How many lines below contain the string "trace"? Case counts. Give only the number.

-=-=-=-=-

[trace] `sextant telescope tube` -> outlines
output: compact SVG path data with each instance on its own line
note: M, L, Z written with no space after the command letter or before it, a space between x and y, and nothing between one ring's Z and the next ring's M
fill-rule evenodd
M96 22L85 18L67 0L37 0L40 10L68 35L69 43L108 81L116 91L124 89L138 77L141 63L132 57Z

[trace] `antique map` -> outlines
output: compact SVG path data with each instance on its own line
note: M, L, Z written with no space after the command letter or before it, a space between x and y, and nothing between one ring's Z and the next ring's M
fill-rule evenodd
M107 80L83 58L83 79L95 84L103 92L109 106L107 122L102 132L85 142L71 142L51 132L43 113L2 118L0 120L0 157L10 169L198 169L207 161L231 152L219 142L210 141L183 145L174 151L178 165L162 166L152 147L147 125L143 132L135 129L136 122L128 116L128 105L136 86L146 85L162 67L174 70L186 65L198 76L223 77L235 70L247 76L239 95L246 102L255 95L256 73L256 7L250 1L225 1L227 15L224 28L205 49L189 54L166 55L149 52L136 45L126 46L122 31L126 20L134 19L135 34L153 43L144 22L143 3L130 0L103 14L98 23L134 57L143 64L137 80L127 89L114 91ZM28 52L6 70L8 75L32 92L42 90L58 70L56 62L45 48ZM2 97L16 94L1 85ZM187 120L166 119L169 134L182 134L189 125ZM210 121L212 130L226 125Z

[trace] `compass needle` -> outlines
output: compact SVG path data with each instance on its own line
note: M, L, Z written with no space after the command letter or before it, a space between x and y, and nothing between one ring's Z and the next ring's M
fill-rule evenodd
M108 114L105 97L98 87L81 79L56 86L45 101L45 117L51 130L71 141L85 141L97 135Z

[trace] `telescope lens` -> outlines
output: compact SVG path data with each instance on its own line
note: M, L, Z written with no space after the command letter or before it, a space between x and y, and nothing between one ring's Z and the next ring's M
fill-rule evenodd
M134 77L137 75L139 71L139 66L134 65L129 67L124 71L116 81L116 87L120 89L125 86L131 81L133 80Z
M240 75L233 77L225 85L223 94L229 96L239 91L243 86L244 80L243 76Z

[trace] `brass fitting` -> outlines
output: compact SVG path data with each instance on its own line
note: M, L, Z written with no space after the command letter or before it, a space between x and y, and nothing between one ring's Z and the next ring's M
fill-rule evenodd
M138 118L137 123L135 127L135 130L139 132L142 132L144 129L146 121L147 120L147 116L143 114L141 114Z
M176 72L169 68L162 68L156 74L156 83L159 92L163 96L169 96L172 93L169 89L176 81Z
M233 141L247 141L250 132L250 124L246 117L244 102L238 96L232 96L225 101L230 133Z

-=-=-=-=-

:: Written solution ::
5